# Exercise directions:
Down to the last line, set the entries down again exactly.

Region pointing data:
※ ※ ※

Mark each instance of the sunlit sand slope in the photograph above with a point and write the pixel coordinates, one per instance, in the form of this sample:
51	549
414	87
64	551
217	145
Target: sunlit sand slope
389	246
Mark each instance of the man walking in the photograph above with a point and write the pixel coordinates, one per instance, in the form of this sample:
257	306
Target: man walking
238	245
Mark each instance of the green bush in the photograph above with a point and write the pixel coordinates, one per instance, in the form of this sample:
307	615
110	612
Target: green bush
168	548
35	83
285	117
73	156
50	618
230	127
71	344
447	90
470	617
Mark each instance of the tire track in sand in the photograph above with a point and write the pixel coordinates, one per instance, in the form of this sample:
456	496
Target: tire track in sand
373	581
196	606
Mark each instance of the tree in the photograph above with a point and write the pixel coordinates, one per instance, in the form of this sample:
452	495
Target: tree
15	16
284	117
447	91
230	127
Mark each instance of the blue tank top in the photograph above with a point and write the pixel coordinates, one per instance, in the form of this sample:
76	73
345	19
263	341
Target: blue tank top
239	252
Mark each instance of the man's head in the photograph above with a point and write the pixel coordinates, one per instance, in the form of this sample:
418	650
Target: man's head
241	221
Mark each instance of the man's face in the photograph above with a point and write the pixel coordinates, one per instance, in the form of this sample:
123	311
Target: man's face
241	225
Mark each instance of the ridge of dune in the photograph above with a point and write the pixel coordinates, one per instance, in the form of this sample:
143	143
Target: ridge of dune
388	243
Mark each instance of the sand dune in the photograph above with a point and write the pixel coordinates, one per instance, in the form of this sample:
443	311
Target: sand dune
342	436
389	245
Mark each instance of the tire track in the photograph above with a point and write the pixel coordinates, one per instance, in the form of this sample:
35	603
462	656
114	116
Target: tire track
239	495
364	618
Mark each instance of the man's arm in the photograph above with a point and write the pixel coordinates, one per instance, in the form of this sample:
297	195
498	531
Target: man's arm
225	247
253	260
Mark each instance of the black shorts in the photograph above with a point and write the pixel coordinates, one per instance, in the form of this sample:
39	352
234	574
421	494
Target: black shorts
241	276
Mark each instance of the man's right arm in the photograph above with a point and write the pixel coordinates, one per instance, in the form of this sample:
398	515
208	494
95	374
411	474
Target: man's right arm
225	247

※ ※ ※

# Problem solution:
Mark each instance of the sunlit sand slope in the photograph above with a point and write the pixel coordinates, one per instance, in the form of this sample:
51	549
414	87
64	551
217	145
Target: sunlit sand slope
389	246
Mark each instance of the man walking in the photograph above with a point and write the pixel coordinates, one per instance, in the form of this sample:
257	306
Target: man walking
238	245
Mark each instance of the green bush in the photograph above with a point and write the pixel coordinates, one per instance, in the form of this sample:
307	615
110	612
Target: green bush
168	548
35	83
285	117
73	156
50	618
230	127
71	344
447	90
470	617
Mark each instance of the tire track in sand in the photograph above with a point and write the pixel coordinates, one per instance, in the form of this sample:
456	496
Target: tire track in sand
373	581
196	606
Mark each instance of the tree in the photograph above with a point and write the pixel coordinates, one per instance, in the form of this sample:
452	495
Target: tree
15	16
284	117
447	91
230	127
Mark each instance of the blue tank top in the photograph above with a point and write the pixel coordinates, one per instance, in the form of this sample:
76	73
345	19
263	341
Target: blue tank top
239	252
Mark each instance of the man's head in the photograph above with a point and write the pixel coordinates, one per instance, in the form of this sample:
418	650
Target: man's head
241	221
Mark each instance of the man's face in the photograph above with a point and write the pixel coordinates, one per instance, in the form of this sample:
123	311
Target: man's face
241	225
Mark each instance of the ridge of dune in the photograph above with a point and write the pixel coordinates, one per instance, in the form of this sample:
143	143
Target: ridge of dune
388	243
Mark each instance of the sand dune in the photograph above with a point and write the pixel coordinates, one per instance, in the form of this sample:
443	311
Target: sand dune
342	436
389	245
Mark each instance of the tire track in the photograph above with a point and write the pixel coordinates, one per instance, in the form of this sample:
35	603
462	656
114	116
Target: tire track
239	495
364	618
Mark each instance of the man's arm in the photograph above with a point and write the pixel coordinates, one per instance, in the form of this sample:
297	195
498	531
Target: man's arm
225	247
253	260
Mark each instance of the black shorts in the photograph above with a point and write the pixel coordinates, one per instance, in the form of this sample:
39	352
234	574
421	494
Target: black shorts
241	276
Mark each instance of the man's right arm in the photograph above with a point and write the pixel coordinates, one per instance, in the form of this sample:
398	515
208	494
95	374
411	474
Target: man's right arm
225	247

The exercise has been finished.